▶ [Task directions]:
The data below holds a line containing "Target: child with curly hair" and a line containing "[ ] one point per instance of the child standing"; please quote exactly those two lines and every line between them, and nothing else.

▶ [Materials provided]:

· · ·

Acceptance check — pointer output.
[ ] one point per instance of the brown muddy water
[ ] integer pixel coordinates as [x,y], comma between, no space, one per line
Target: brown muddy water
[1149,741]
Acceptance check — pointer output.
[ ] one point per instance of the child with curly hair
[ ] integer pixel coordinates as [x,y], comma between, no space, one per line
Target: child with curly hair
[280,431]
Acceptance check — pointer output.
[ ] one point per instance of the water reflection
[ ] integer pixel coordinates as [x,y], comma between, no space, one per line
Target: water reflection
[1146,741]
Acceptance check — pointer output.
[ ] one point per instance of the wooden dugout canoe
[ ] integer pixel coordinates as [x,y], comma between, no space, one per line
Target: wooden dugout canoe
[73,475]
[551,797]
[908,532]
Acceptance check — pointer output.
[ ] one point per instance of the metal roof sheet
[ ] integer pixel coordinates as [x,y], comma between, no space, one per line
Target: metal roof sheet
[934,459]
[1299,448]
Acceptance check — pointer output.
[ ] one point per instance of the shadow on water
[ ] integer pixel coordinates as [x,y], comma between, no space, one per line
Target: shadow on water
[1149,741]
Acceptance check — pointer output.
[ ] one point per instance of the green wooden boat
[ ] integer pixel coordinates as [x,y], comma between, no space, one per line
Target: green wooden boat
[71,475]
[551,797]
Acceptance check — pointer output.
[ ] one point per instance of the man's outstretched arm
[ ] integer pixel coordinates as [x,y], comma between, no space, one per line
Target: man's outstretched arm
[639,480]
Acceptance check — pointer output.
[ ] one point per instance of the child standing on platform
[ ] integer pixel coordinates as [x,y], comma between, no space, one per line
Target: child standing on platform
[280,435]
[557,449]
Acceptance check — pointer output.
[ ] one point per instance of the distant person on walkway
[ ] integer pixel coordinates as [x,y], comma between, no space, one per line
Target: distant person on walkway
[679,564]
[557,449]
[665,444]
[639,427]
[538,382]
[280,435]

· · ·

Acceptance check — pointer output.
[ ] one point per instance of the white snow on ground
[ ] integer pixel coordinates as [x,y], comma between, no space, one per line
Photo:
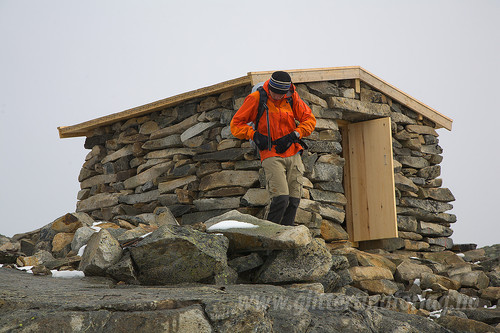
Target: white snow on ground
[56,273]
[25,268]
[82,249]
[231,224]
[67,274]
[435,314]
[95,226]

· · ·

▶ [Exercise output]:
Target: child with curly hair
[280,431]
Acceptance check — pointer output.
[ ] one point per instance of the water reflection
[ ] integer pixel coordinates as [x,y], comma between, no space, one per line
Target: water reflection
[1146,741]
Acceptance check — pointer output.
[ ] one point per instance of the wooden dugout canoe
[ ] integer pixel coordinates as [x,y], comma between, no space, one per line
Target: wooden dugout canoe
[73,475]
[551,797]
[908,532]
Acceptance check — pointer output.
[ ] one point per instance of the metal roof sheet
[ ] integer pixel coordinates as [x,y], comma between, no space, one per line
Target: metal roof sheet
[934,459]
[1299,448]
Acceptance check — pointer output.
[ ] one point per instance of the shadow on water
[ ] integer pixel coordinates as [x,y], comma between, no space, one per line
Target: shadow on water
[1149,741]
Acceptance check — pointer output.
[ ] one point per instance of the green wooden boat
[ ] integer pixel coordinates as [x,y], comma between, no space, one per line
Target: green wooden boat
[71,475]
[551,797]
Acceptance check — pointer output.
[ ] one point per instance of the man's outstretched arm
[ ] integer pixel coordinates as [x,y], comma between, no space, one per line
Target: man's outstretched arm
[639,480]
Acceptance check — pointer output.
[ ] one point per instance of the child standing on platform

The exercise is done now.